• To do: Your answer should be the lines below from the one with "Target: man's beard" to the one with "indicate the bald", both included, given again exactly and with nothing added.

• Task input:

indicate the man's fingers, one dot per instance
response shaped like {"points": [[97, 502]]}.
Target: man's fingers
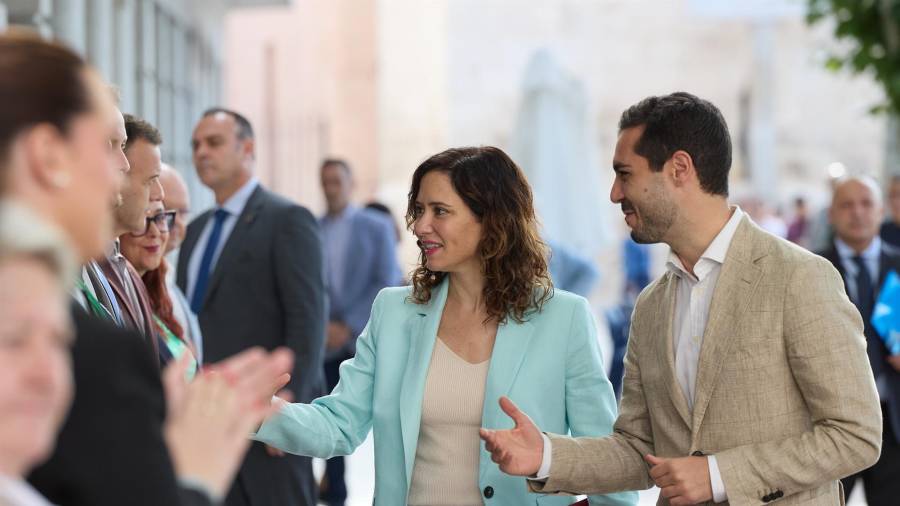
{"points": [[284, 393], [664, 480], [653, 460], [670, 492]]}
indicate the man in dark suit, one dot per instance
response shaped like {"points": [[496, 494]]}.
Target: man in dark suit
{"points": [[140, 187], [252, 271], [864, 260]]}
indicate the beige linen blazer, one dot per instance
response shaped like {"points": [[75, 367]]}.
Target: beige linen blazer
{"points": [[785, 397]]}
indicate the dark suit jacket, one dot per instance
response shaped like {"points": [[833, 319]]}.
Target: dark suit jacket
{"points": [[370, 264], [876, 349], [110, 451], [267, 289]]}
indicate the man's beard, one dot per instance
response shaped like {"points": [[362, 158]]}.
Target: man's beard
{"points": [[656, 216]]}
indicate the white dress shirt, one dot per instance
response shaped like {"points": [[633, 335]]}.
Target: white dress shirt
{"points": [[692, 300], [234, 206]]}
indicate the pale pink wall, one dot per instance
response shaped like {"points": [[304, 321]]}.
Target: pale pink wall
{"points": [[305, 75]]}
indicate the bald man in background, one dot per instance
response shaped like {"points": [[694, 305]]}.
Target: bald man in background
{"points": [[177, 199], [864, 261]]}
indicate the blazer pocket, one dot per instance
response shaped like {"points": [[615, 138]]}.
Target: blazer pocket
{"points": [[756, 353]]}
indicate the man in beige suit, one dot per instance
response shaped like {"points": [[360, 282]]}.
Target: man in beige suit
{"points": [[746, 375]]}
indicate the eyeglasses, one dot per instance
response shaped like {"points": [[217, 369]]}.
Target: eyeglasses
{"points": [[164, 222]]}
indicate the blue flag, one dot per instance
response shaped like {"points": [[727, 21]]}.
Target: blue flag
{"points": [[886, 315]]}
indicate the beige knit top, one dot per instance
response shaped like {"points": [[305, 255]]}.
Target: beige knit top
{"points": [[445, 472]]}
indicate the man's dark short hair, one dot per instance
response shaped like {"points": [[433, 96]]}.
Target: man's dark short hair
{"points": [[683, 122], [340, 162], [245, 129], [138, 128]]}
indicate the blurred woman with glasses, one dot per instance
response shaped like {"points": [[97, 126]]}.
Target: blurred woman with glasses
{"points": [[146, 252]]}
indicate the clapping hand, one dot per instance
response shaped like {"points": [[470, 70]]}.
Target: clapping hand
{"points": [[520, 450], [683, 480], [209, 420]]}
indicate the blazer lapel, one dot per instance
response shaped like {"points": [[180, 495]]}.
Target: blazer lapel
{"points": [[734, 290], [187, 249], [232, 245], [423, 332], [510, 348], [664, 334]]}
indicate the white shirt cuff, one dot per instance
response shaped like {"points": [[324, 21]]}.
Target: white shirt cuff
{"points": [[544, 472], [715, 479]]}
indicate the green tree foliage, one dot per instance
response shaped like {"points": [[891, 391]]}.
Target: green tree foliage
{"points": [[873, 29]]}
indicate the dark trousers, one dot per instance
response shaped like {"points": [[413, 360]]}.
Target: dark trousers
{"points": [[881, 482], [335, 492]]}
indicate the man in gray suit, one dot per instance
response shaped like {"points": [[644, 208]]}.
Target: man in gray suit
{"points": [[252, 271]]}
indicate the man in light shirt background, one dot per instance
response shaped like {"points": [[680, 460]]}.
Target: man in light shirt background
{"points": [[746, 376]]}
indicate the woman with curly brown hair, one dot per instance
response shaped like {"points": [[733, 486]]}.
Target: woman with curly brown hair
{"points": [[480, 321]]}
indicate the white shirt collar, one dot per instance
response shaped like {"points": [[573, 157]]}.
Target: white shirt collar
{"points": [[17, 492], [715, 253], [872, 252], [236, 203]]}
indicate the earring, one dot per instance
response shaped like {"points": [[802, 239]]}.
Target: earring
{"points": [[60, 179]]}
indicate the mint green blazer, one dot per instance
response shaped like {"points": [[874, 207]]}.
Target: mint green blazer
{"points": [[550, 366]]}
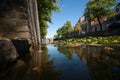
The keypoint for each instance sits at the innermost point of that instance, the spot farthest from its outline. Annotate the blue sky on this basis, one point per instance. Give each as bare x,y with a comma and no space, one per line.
70,10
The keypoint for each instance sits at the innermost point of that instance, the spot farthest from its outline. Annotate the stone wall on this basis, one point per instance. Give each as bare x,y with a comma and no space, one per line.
13,19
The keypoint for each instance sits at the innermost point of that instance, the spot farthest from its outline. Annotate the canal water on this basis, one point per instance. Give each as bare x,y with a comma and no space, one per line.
61,63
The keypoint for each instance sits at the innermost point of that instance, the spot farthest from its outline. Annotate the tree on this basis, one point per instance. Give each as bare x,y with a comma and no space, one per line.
65,29
77,27
45,8
98,9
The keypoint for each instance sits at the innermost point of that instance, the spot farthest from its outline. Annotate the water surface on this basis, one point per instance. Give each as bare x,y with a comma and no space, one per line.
60,63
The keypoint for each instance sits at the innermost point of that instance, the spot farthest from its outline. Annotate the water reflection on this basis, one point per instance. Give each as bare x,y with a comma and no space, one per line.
101,64
61,63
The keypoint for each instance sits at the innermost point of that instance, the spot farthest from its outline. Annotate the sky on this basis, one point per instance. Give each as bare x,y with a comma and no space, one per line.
69,10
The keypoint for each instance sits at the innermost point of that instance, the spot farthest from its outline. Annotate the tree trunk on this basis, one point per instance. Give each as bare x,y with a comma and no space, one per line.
100,24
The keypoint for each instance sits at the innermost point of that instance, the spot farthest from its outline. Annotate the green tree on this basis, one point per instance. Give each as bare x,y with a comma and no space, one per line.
97,9
65,29
77,27
45,9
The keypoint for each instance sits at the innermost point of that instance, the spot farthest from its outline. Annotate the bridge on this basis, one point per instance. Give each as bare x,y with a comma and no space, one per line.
19,21
19,28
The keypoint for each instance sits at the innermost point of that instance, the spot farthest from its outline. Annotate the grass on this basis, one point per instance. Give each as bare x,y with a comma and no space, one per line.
111,40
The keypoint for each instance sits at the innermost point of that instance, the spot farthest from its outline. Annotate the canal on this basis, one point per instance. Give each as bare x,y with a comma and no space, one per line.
61,63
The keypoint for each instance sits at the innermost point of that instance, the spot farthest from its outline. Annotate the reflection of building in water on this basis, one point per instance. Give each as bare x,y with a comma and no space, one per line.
101,65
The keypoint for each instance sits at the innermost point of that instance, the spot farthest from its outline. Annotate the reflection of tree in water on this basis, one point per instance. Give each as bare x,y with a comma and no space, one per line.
36,67
66,51
48,72
102,66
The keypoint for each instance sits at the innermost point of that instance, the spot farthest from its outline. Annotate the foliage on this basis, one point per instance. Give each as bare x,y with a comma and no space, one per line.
77,27
66,28
99,9
110,40
45,8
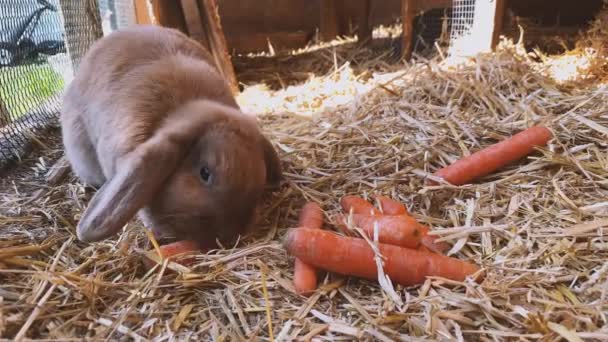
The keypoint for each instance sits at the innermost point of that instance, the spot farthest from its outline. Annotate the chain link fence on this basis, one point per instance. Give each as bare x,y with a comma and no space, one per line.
41,42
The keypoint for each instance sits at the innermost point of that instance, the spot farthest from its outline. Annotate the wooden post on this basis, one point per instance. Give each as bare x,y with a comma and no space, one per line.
499,15
328,25
217,42
408,11
364,27
142,13
194,23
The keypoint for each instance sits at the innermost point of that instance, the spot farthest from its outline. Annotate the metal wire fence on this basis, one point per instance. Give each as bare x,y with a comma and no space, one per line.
41,42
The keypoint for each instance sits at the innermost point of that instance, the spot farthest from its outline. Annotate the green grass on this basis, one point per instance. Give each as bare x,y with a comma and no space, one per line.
23,88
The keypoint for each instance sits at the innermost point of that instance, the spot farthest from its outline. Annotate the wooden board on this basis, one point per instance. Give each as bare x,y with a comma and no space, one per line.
408,11
194,23
364,26
328,23
217,41
499,15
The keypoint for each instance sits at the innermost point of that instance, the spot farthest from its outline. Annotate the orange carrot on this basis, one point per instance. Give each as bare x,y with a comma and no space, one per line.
401,230
305,275
390,206
437,247
494,157
178,249
355,257
358,204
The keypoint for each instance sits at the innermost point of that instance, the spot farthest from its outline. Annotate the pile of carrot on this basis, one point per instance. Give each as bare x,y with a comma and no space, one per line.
410,253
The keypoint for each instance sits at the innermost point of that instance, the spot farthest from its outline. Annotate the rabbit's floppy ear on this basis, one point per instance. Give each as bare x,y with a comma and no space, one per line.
137,179
142,172
274,173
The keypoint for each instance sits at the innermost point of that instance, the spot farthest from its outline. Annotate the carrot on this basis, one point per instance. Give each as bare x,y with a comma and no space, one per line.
355,257
401,230
494,157
390,206
178,248
305,275
437,247
358,204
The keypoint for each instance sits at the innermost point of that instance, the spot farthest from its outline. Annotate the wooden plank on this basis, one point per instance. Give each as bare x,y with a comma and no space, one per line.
408,11
499,15
194,23
142,13
217,41
328,25
364,27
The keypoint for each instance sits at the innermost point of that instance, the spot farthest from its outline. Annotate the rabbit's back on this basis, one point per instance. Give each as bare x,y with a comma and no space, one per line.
131,80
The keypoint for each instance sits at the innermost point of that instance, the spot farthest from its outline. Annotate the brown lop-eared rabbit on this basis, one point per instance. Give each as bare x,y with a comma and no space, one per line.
150,121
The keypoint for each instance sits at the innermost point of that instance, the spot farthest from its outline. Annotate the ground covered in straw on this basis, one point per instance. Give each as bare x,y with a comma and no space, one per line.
366,127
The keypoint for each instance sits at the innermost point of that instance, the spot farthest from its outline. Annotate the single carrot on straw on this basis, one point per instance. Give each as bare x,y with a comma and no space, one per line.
355,257
305,275
390,206
178,249
494,157
393,207
429,241
400,230
358,205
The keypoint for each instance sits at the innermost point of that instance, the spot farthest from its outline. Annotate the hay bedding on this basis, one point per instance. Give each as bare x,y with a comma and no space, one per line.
537,227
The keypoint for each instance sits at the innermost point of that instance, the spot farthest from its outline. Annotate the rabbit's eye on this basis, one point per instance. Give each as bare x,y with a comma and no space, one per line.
205,175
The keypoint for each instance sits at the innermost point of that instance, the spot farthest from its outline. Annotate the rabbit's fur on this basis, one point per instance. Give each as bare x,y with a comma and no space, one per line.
145,117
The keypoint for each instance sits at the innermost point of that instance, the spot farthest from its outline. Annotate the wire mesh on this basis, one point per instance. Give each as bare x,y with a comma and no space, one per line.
462,20
41,42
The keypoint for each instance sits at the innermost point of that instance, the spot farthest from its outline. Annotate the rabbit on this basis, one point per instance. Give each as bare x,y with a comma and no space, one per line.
151,123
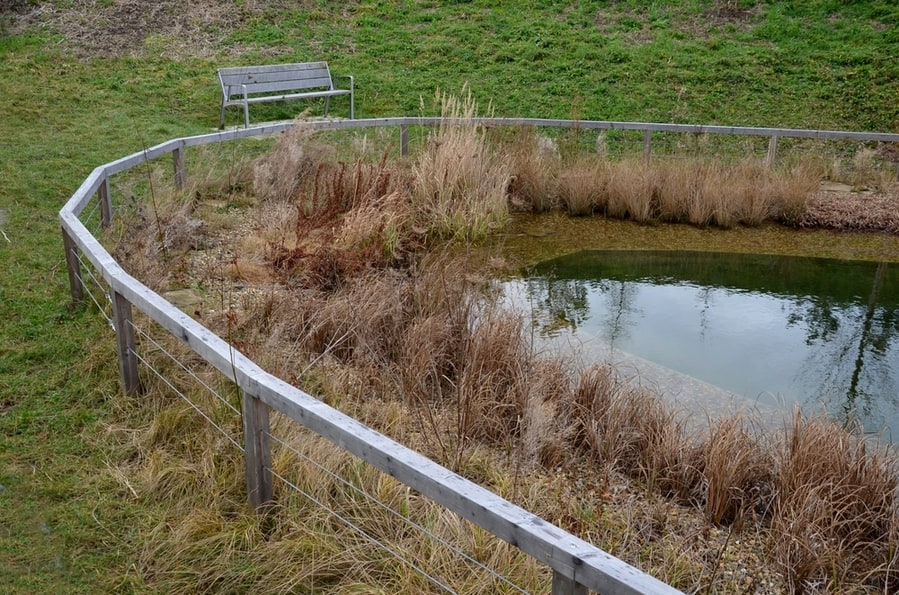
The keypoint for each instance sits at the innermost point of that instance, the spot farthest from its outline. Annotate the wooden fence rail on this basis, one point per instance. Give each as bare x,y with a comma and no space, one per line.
576,564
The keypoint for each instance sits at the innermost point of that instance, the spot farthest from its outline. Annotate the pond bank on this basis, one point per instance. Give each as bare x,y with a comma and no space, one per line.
532,238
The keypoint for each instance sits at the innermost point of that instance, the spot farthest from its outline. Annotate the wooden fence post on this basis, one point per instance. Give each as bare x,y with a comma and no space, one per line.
404,140
105,198
178,160
647,145
772,152
563,585
257,452
125,343
74,268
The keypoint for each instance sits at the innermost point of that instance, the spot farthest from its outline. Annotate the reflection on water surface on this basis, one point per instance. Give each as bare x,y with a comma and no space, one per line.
773,329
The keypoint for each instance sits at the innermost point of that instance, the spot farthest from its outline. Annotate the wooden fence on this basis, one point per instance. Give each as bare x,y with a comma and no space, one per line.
576,564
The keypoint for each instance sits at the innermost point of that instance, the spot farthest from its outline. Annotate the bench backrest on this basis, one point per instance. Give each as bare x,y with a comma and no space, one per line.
276,77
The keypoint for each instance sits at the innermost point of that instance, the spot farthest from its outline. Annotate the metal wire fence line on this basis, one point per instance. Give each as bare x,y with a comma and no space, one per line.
576,565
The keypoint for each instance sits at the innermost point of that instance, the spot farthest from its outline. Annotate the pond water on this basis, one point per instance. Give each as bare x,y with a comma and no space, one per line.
771,331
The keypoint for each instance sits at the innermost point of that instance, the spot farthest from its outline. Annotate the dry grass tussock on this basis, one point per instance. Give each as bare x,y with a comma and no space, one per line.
698,191
365,307
460,181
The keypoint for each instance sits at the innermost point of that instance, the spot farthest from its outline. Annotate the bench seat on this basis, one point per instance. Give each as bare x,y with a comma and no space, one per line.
245,85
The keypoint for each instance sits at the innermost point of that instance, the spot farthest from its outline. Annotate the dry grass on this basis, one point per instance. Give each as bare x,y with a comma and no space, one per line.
581,186
460,183
364,307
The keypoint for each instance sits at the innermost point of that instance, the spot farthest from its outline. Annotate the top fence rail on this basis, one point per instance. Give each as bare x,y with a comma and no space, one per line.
577,565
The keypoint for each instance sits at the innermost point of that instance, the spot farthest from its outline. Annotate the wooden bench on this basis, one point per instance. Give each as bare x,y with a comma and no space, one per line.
243,85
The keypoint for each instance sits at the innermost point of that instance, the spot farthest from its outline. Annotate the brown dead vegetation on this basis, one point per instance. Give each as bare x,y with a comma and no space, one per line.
366,305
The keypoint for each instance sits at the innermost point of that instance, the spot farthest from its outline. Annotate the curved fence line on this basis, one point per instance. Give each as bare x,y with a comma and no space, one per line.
576,564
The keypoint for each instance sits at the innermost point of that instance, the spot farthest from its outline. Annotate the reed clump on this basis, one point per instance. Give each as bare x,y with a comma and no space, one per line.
460,183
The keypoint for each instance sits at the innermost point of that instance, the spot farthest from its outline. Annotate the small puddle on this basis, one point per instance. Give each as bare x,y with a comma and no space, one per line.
720,331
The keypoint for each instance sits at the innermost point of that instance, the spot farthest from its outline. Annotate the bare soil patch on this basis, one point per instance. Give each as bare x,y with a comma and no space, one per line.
91,28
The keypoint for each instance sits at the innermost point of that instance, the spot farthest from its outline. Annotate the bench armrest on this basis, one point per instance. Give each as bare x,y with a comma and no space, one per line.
352,93
346,76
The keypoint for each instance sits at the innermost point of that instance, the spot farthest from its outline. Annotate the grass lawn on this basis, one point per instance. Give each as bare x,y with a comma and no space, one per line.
76,92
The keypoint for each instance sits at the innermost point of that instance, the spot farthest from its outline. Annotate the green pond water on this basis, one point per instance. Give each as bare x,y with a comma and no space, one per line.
714,329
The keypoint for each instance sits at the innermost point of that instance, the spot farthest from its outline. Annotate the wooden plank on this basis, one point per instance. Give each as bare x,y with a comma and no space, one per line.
256,88
105,197
257,452
125,344
178,165
272,68
772,152
287,96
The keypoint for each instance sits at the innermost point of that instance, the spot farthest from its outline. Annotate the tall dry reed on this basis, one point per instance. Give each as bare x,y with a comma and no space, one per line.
460,183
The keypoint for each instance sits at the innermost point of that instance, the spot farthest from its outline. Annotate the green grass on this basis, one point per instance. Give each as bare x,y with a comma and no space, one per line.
67,524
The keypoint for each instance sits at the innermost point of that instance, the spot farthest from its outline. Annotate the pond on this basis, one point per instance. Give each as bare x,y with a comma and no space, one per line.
769,331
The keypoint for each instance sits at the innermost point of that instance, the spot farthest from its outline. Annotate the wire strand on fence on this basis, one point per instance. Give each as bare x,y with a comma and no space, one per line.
162,377
361,532
85,266
395,513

• Output below:
Target: man's beard
{"points": [[656, 216]]}
indicate the white dress shirt, one dot per instance
response shaped like {"points": [[633, 335]]}.
Target: white dress shirt
{"points": [[692, 300], [234, 206]]}
indicate the pale pink wall, one dot per instance
response shaped like {"points": [[304, 321]]}.
Target: pale pink wall
{"points": [[305, 75]]}
indicate the bald man in background, one dot per instance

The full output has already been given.